YOUR INSTRUCTIONS: Convert the records from their first line through the line containing "column 131, row 265" into a Markdown table with two columns, No. and Line. Number each row, and skip any blank lines.

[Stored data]
========
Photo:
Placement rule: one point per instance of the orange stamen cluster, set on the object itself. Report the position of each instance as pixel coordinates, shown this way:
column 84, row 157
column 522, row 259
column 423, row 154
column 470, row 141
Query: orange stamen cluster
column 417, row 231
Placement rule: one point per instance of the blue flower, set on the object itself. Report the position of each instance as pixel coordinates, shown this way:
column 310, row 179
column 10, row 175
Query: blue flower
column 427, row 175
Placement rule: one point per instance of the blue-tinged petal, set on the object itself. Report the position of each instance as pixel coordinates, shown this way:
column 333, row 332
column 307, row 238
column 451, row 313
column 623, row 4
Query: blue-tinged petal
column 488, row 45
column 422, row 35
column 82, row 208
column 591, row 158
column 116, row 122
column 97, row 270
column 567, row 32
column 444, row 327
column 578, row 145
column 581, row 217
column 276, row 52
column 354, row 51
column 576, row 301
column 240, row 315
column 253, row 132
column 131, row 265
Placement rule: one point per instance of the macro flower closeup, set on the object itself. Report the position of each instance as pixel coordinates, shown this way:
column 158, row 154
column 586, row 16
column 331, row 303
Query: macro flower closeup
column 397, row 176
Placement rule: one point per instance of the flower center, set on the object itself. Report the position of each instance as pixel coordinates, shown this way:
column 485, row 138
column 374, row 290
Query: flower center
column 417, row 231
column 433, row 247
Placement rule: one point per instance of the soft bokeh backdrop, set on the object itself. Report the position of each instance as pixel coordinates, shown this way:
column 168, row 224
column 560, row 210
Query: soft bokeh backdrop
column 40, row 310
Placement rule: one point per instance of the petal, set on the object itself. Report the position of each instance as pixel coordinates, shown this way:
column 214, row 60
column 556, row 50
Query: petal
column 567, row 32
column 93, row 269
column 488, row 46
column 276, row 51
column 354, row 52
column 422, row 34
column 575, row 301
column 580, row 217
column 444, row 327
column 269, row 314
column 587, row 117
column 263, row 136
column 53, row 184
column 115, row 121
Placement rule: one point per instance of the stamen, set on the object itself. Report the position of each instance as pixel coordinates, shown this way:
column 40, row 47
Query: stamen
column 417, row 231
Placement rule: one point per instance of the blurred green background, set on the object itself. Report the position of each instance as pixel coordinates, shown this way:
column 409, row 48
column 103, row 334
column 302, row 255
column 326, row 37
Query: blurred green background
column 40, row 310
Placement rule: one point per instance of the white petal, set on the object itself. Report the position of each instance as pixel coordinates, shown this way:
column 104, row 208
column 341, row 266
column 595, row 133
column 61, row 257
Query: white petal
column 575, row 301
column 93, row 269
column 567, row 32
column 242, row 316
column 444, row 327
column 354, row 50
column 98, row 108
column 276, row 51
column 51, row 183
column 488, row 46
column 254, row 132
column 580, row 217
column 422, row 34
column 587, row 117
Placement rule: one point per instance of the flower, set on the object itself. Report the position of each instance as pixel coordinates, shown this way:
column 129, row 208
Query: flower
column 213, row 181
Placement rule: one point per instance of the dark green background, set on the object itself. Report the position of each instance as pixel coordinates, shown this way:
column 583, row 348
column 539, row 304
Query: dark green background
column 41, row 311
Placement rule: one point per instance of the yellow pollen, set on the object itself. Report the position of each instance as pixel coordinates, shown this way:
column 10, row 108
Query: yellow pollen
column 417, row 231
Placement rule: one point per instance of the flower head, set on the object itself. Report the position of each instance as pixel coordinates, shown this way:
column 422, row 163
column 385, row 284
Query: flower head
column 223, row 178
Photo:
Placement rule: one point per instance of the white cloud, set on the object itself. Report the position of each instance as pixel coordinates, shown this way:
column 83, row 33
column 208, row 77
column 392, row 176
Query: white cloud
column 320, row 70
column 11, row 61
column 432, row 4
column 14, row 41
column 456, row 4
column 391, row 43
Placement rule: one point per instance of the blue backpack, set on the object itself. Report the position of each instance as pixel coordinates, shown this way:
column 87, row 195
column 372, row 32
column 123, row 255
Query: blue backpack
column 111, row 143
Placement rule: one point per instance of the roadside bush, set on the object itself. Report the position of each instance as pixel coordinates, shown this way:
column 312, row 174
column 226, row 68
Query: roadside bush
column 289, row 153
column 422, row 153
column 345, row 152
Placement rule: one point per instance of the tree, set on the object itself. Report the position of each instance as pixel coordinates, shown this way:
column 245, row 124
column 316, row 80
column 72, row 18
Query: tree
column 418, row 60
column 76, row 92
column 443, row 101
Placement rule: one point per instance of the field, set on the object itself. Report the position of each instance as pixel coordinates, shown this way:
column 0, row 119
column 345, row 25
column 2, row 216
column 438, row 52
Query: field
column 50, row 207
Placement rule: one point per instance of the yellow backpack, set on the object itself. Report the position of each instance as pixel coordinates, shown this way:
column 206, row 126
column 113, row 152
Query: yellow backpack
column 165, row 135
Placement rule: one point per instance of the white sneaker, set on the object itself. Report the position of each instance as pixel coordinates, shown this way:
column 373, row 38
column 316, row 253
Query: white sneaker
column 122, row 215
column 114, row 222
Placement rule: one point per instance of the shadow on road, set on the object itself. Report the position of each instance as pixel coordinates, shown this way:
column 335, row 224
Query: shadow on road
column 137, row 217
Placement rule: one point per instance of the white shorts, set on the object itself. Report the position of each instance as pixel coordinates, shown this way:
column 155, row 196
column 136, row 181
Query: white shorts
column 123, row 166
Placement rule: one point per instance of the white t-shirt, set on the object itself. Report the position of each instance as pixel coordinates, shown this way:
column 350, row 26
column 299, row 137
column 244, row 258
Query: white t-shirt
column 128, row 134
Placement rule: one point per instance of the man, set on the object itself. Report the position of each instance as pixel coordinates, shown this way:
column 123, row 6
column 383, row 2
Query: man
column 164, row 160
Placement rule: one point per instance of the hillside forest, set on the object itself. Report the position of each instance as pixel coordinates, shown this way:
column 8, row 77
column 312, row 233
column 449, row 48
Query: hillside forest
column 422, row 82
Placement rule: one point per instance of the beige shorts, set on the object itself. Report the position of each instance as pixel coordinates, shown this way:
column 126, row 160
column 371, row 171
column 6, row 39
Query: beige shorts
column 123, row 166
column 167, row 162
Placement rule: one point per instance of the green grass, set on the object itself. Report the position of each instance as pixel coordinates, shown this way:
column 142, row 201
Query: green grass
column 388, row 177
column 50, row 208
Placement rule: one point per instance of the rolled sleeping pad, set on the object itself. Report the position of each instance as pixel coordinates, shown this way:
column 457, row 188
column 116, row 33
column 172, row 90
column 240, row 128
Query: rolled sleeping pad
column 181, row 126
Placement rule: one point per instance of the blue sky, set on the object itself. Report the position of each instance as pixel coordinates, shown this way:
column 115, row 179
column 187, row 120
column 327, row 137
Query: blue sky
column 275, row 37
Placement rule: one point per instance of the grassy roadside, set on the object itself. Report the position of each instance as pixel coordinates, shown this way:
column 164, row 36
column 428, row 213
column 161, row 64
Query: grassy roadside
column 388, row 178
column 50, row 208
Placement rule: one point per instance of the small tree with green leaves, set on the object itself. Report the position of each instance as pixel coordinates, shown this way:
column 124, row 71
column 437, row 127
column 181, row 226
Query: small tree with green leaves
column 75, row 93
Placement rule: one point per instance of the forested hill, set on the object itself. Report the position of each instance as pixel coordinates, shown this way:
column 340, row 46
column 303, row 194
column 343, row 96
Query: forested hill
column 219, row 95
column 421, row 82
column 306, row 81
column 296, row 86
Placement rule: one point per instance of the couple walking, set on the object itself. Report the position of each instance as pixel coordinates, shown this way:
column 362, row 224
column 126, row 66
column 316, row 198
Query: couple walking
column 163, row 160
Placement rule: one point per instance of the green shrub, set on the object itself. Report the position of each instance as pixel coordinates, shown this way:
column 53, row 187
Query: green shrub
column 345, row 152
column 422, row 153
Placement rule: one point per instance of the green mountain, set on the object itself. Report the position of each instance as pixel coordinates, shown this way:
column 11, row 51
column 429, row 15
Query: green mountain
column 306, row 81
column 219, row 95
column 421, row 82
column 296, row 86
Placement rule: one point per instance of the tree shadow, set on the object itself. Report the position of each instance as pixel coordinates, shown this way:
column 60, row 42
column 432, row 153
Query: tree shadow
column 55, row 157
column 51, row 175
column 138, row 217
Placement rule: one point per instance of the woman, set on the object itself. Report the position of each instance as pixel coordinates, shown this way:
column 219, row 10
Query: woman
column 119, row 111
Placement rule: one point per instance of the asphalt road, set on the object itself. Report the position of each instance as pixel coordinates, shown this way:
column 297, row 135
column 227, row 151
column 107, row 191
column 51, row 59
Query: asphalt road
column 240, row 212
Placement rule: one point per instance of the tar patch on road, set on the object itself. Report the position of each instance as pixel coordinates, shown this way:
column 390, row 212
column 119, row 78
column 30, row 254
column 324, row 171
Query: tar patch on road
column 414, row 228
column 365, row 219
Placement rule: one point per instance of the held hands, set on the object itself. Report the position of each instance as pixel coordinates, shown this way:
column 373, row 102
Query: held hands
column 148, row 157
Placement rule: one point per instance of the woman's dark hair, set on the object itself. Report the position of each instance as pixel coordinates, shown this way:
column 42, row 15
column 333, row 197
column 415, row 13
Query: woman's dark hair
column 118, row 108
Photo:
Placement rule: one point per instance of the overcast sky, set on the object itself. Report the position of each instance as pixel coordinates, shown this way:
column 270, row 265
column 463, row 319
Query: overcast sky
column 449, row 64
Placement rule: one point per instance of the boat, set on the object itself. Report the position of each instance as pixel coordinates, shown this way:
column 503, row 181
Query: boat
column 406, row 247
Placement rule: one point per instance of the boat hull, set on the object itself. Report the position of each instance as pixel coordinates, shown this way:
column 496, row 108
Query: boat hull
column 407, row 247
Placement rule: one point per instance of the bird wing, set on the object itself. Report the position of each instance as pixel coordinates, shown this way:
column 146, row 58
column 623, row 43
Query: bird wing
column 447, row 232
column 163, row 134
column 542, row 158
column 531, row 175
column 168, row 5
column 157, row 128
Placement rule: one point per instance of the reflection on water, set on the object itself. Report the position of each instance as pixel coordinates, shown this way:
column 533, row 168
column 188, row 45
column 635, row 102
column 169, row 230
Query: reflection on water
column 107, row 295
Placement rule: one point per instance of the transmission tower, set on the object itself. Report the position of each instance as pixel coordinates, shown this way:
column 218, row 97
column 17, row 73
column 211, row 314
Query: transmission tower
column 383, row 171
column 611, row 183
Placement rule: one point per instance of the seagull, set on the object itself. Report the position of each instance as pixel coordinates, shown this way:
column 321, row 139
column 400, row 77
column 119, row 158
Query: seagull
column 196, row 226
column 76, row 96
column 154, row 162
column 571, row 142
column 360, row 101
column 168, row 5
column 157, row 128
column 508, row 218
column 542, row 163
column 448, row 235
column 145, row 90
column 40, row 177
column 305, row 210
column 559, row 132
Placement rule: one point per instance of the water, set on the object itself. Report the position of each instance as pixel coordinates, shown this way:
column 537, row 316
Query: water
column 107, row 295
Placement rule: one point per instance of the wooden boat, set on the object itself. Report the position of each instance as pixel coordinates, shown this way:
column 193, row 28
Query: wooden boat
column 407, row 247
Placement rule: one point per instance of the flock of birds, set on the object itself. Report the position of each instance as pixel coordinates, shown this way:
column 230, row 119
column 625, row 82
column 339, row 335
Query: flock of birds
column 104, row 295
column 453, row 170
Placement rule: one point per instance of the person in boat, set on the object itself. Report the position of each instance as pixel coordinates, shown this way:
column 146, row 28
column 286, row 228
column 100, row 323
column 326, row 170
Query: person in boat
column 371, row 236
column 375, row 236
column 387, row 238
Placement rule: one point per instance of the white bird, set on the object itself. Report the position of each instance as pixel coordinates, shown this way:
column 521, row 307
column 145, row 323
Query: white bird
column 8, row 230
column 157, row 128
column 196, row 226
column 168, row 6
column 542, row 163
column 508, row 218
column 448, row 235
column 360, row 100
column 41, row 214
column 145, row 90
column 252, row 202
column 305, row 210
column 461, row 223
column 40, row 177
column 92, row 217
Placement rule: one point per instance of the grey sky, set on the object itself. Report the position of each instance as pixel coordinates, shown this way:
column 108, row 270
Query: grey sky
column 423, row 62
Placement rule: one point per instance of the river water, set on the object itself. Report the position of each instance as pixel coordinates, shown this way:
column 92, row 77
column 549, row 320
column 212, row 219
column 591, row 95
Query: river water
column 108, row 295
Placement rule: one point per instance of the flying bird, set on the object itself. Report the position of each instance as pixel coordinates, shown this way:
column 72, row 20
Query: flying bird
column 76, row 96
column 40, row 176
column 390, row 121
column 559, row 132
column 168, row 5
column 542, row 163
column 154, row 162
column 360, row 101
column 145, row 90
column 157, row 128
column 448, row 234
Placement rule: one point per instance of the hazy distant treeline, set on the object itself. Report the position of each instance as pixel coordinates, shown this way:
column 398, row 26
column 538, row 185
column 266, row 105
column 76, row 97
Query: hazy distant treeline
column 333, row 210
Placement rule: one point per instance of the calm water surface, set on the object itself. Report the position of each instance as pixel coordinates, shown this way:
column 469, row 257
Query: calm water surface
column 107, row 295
========
FULL RESPONSE:
| No. | Line |
|---|---|
| 1 | Photo: |
| 2 | Placement rule: one point per instance of the orange stamen cluster, set on the object itself. Report the position of each instance as pixel coordinates, shown this way: |
| 3 | column 84, row 157 |
| 4 | column 522, row 259 |
| 5 | column 423, row 154 |
| 6 | column 470, row 141 |
| 7 | Query: orange stamen cluster |
| 8 | column 417, row 231 |
| 9 | Placement rule: one point per instance of the blue flower, set on the object itself. Report the position of each instance as pixel coordinates, shown this way: |
| 10 | column 310, row 179 |
| 11 | column 10, row 175 |
| 12 | Query: blue flower |
| 13 | column 427, row 175 |
| 14 | Placement rule: one point per instance of the blue-tinged petal, set on the object itself. Report the position of each instance as pixel coordinates, shown this way: |
| 15 | column 333, row 332 |
| 16 | column 307, row 238 |
| 17 | column 451, row 313 |
| 18 | column 623, row 4 |
| 19 | Query: blue-tinged petal |
| 20 | column 488, row 45 |
| 21 | column 422, row 35 |
| 22 | column 82, row 208 |
| 23 | column 591, row 158 |
| 24 | column 116, row 122 |
| 25 | column 97, row 270 |
| 26 | column 567, row 32 |
| 27 | column 444, row 327 |
| 28 | column 578, row 145 |
| 29 | column 581, row 217 |
| 30 | column 276, row 52 |
| 31 | column 354, row 51 |
| 32 | column 576, row 301 |
| 33 | column 240, row 315 |
| 34 | column 253, row 132 |
| 35 | column 131, row 265 |